Present the following entries again, word for word and in full.

Records from a data collection:

* * * * * * * * *

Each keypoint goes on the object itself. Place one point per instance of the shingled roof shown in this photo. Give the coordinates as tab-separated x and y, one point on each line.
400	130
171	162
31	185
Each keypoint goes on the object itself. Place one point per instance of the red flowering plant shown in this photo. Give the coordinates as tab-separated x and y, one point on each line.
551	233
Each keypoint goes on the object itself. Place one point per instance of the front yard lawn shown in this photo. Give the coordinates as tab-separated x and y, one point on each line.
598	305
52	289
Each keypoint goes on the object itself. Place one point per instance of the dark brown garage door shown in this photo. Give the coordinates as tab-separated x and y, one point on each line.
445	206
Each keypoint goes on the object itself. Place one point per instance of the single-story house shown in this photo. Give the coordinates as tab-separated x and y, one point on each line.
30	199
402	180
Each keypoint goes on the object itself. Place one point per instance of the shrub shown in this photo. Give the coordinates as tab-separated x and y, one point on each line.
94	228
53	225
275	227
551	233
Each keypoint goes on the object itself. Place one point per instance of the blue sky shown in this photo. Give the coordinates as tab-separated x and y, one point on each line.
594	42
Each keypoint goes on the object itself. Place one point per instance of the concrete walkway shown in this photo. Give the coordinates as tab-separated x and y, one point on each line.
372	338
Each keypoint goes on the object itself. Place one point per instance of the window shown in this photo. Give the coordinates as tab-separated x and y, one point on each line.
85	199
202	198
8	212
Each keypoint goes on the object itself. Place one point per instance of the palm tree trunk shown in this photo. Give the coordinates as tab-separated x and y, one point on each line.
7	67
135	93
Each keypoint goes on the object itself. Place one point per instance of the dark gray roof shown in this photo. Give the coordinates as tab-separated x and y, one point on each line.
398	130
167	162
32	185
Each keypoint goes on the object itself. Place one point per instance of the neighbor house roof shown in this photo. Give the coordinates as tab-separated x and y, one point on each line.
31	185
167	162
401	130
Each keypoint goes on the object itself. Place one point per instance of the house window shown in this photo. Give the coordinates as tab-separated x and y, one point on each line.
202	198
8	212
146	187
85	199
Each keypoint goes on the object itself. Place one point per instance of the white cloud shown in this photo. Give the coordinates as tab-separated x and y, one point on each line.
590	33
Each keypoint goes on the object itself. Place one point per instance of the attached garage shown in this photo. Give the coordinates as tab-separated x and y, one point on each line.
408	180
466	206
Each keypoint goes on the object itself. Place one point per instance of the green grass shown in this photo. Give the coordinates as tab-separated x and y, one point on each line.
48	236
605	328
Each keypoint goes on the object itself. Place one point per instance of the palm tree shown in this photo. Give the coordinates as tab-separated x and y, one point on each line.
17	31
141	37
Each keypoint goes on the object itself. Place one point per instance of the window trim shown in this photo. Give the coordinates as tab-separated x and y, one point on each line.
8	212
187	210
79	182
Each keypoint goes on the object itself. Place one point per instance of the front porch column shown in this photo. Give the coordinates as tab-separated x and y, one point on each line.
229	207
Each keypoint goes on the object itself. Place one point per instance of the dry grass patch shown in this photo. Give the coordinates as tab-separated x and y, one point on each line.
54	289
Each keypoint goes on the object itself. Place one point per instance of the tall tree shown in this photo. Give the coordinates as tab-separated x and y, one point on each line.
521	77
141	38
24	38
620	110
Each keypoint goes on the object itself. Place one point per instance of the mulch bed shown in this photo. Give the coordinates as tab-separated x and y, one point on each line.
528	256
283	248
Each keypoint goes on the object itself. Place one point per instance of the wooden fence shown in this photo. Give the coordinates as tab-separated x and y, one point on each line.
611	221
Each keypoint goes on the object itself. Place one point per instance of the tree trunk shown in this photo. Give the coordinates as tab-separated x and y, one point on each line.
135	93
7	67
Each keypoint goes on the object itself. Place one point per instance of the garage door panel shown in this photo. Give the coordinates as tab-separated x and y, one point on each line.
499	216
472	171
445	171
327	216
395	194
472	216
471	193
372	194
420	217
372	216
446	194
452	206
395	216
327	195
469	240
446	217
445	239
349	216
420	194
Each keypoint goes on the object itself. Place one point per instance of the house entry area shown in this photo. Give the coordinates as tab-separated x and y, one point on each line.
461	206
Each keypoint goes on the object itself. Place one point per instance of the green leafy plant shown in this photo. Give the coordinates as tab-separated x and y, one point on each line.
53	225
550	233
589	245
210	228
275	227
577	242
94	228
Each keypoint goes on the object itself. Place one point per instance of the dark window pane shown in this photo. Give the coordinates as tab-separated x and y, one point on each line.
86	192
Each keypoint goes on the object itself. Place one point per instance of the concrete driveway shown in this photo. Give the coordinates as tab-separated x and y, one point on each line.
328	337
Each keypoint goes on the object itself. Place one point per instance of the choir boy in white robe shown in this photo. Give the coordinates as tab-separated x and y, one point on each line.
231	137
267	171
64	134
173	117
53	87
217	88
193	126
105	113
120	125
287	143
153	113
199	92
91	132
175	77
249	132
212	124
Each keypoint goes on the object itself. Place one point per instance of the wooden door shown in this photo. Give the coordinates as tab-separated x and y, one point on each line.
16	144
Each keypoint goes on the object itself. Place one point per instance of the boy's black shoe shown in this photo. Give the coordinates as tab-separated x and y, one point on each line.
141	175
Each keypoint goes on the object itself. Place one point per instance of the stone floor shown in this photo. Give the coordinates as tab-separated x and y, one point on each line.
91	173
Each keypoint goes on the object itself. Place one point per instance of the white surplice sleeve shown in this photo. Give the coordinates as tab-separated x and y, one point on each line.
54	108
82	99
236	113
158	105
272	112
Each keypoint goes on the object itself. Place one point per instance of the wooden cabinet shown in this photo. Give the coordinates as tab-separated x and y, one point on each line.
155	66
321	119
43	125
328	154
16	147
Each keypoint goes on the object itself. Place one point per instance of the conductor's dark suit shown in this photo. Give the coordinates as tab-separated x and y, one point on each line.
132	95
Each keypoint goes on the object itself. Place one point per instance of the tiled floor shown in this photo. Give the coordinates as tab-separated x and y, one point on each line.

* * * * * * * * *

RESULT
Each keypoint goes on the object itself. Place one point per instance of the shingled roof shown in this photo. Give the coordinates as tab-separated x and y, one point on each line.
400	130
171	162
31	185
Each keypoint goes on the object itself. Place one point per instance of the red flowering plant shown in this photo. Give the coordinates as tab-separated x and y, one point on each line.
551	233
Each keypoint goes on the object itself. Place one point per instance of the front yard lawn shown in this photo. Give the coordinates as tab-separated x and y, one point on each line.
598	305
52	289
Each keypoint goes on the object itself. Place one point per instance of the dark brown garage door shown in this photo. Give the coordinates as tab-separated x and y, one point on each line.
445	206
Each keypoint goes on the object itself. Place one point per instance of the single-story house shown in this photo. Give the coordinates as tab-separated x and y, one point on each line.
30	199
402	180
Each keypoint goes on the object itself. Place one point per instance of the shrub shown in this photo. Give the coordinates as tab-separated x and y, one point on each line.
94	228
53	225
275	227
551	233
Each keypoint goes on the object itself. Place one point per instance of the blue sky shown in this photo. Give the coordinates as tab-separated x and y, one point on each line.
594	42
Each keypoint goes on the object itself. Place one point per instance of the concrete walkway shown in this photo. Give the coordinates as tab-separated x and y, one point on each line.
372	338
Each keypoint goes on the object itself. Place one point per instance of the window shown in this photo. Give the coordinates as tab-separated x and y, one point on each line.
85	199
202	198
8	212
Each keypoint goes on the object itself. Place one point per instance of the palm tree trunk shown in this photo. Give the coordinates as tab-separated x and y, one point on each line.
7	67
135	93
Each keypoint goes on the object itself. Place one point per instance of the dark gray roof shown in this photo. Give the coordinates as tab-separated x and y, one point on each line.
398	130
167	162
32	185
Each keypoint goes on the object itself. Place one point per instance of the neighbor house roof shown in this photo. Give the coordinates as tab-separated x and y, one point on each line.
31	185
167	162
401	130
Each keypoint goes on the object itself. Place one point per instance of the house window shown in this photo. Give the coordinates as tab-separated x and y, one point on each line.
202	198
8	212
146	187
85	199
Each keypoint goes on the object itself. Place one point per instance of the white cloud shown in this photo. Give the coordinates as tab-separated x and y, one point on each line.
590	33
Each keypoint goes on the object itself. Place one point per instance of the attached garage shown in this photo. Give the coordinates as tab-separated x and y, one point on each line.
408	180
466	206
Each keypoint goes on the object itself. Place one point per instance of the green grass shown in this photo. Give the coordinates as tab-separated x and y, one point on each line.
48	236
605	328
Each keypoint goes on the object itself. Place one point per instance of the palm tree shown in this photo. Give the coordinates as tab-separated x and y, one point on each line.
17	31
141	37
Each keypoint goes on the object itself. Place one point per instance of the window trim shown in this photo. Give the coordinates as tab-separated x and y, one point on each line.
8	212
187	210
79	182
Each keypoint goes on the object itself. Place one point per instance of the front porch column shown in this photo. Give the coordinates as tab-separated x and y, one point on each line.
229	207
Each keypoint goes on the object itself. Place one point per instance of the dry grass patch shown in this photo. Give the coordinates as tab-separated x and y, one point on each line.
54	289
Each keypoint goes on the object itself. Place one point per instance of the tall tree shown in this photo. Give the coordinates as tab-separated x and y, one point on each line.
521	77
141	38
24	38
620	110
Each keypoint goes on the object itself. Place one point per instance of the mulch bed shown in this photo. Give the coordinates as tab-separated x and y, one point on each line.
528	256
283	248
Each keypoint goes on the object itself. Place one point per instance of the wooden fence shown in this photo. Give the coordinates as tab-separated x and y, one point on each line.
611	221
Each keypoint goes on the object itself. Place one point per instance of the tree trunk shown in this photo. Give the coordinates as tab-separated x and y, one point on each line.
135	93
7	67
Each keypoint goes on the object itself. Place one point per instance of the garage door panel shown in this photo. Give the coordinates as tab-separated x and y, one point on each line.
499	216
472	171
445	171
327	216
395	194
472	216
471	193
372	194
420	217
372	216
446	194
452	206
395	216
327	195
469	240
446	217
445	239
349	216
420	194
Each keypoint goes on the object itself. Place one point per instance of the house entry area shown in this photo. Give the coordinates as tab-separated x and y, one point on each line.
461	206
Each keypoint goes on the object itself. Place one point per instance of the green leafy plant shown in this photo. Give the coordinates as tab-separated x and y, one point on each line.
53	225
550	233
589	245
210	228
275	227
577	242
94	228
Each keypoint goes on the object itself. Place one point per instance of the dark window pane shown in this photo. Give the coordinates as tab-separated x and y, one point on each line.
86	192
Each keypoint goes on the object itself. Place one point per instance of the concrete driveway shown in this photo. Give the coordinates as tab-separated x and y, one point on each line.
328	337
Each keypoint goes on the object itself. Place one point per instance of the choir boy in white robe shown in this photo. Give the coordinates as tab-separated x and y, one point on each line.
231	137
267	171
64	134
173	117
53	87
217	88
193	126
105	113
120	125
287	143
153	113
199	92
91	132
175	77
249	132
212	124
Each keypoint goes on the object itself. Place one point per instance of the wooden door shown in this photo. Give the coordinates as tab-separated x and y, one point on each line.
16	144
Each keypoint goes on the object itself. Place one point per instance of the boy's black shoe shown in this photo. Give the coordinates as tab-separated x and y, one point on each line.
141	175
Each keypoint goes on the object itself. Place one point per instance of the stone floor shown in this photo. Give the coordinates as tab-separated x and y, one point on each line.
91	173
Each keypoint goes on the object itself. Place one point per instance of the white surplice sleeve shown in this photo. Give the coordinates as tab-separated x and y, one point on each line.
54	108
82	99
236	113
158	105
272	112
Each keypoint goes on the object itself. Place one point per instance of the wooden cabinet shown in this photo. Give the coordinates as tab-separated x and y, one point on each line.
155	66
321	119
43	125
328	154
16	147
Each keypoint goes on the object itself. Place one point per instance of the conductor's dark suit shown in this photo. Give the coordinates as tab-separated x and y, one point on each line.
132	95
Each keypoint goes on the object itself. Place one point per instance of the tiled floor shown in this photo. Give the coordinates as tab-separated x and y, one point on each line.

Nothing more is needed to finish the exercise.